Copy each of the records below word for word, from the first line to the last.

-- Begin --

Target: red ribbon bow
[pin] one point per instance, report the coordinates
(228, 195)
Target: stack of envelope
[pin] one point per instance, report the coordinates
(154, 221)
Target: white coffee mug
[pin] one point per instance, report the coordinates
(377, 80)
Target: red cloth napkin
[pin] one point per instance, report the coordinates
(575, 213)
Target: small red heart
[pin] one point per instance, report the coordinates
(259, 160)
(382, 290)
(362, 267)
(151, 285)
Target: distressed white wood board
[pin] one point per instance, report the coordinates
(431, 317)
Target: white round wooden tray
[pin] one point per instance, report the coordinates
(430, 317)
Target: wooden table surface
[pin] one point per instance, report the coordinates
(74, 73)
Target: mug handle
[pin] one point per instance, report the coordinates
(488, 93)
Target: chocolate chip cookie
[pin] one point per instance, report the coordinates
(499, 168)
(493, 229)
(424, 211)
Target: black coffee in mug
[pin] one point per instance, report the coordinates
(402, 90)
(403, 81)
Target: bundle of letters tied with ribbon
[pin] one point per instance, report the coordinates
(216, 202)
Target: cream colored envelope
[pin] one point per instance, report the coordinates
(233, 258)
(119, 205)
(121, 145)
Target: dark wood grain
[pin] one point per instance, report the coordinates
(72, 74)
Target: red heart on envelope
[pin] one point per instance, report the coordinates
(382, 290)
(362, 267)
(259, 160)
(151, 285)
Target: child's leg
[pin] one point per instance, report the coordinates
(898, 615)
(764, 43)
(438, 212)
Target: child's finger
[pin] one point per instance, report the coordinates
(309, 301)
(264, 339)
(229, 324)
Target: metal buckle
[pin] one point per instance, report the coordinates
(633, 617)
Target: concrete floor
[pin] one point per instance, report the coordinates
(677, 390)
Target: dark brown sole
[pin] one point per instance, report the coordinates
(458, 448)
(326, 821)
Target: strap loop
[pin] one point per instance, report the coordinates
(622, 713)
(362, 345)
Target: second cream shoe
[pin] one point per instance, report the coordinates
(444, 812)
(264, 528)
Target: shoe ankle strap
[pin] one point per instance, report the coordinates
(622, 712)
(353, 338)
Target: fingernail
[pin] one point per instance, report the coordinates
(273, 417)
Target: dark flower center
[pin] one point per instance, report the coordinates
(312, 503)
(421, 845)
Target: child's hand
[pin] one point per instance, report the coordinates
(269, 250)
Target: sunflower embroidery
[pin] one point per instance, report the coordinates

-- End --

**Solution to this exercise**
Target: red ribbon bow
[pin] one point per instance, report the coordinates
(228, 195)
Target: stack of envelope
[pin] one point per instance, report the coordinates
(154, 221)
Target: white coffee mug
[pin] one point per instance, report the coordinates
(377, 80)
Target: red cloth napkin
[pin] one point per instance, report the coordinates
(575, 213)
Target: small red heart
[pin] one point per instance, report the coordinates
(259, 160)
(382, 290)
(362, 267)
(151, 285)
Target: distressed white wood board
[pin] one point per instance, report the coordinates
(431, 317)
Target: white round wooden tray
[pin] one point per instance, report the coordinates
(430, 317)
Target: wooden table surface
[pin] one point per instance, report the coordinates
(74, 73)
Target: mug handle
[pin] one point per instance, report the coordinates
(488, 93)
Target: chocolate chip cookie
[pin] one point per instance, report the coordinates
(499, 168)
(493, 229)
(424, 211)
Target: black coffee in mug
[pin] one point per instance, report the coordinates
(402, 90)
(403, 81)
Target: bundle of letters tied with ribbon
[pin] one point per instance, report the coordinates
(216, 202)
Target: cream colored envelope
[pin] one point per instance, report the coordinates
(233, 258)
(119, 205)
(121, 145)
Target: dark wood grain
[pin] one point per instance, report the coordinates
(72, 74)
Target: red heart on envelope
[pin] one point per instance, report the coordinates
(382, 290)
(362, 267)
(259, 160)
(151, 285)
Target: child's leg
[pin] one point per instance, report the coordinates
(898, 615)
(764, 43)
(438, 212)
Target: child's finger
[pin] one point per instance, report the coordinates
(309, 301)
(264, 339)
(229, 324)
Target: metal buckle
[pin] one point per instance, report the coordinates
(633, 617)
Target: concrete floor
[pin] one point per instance, report the coordinates
(677, 390)
Target: dark brown sole
[pin] one point per instance, report the coordinates
(458, 448)
(326, 821)
Target: strap loop
[pin] one point per instance, report the coordinates
(622, 713)
(362, 345)
Target: second cream shoe
[pin] one point per instance, report the coordinates
(444, 812)
(264, 528)
Target: shoe ankle strap
[pin] one point per instance, report the coordinates
(622, 712)
(353, 338)
Target: fingernail
[pin] one point per instance, report the coordinates
(273, 417)
Target: dark flower center
[pin] one point per instance, report the coordinates
(312, 503)
(421, 845)
Target: child's hand
[pin] one point per instance, report the coordinates
(269, 250)
Target: sunflower embroidery
[pin] one point per instance, report the coordinates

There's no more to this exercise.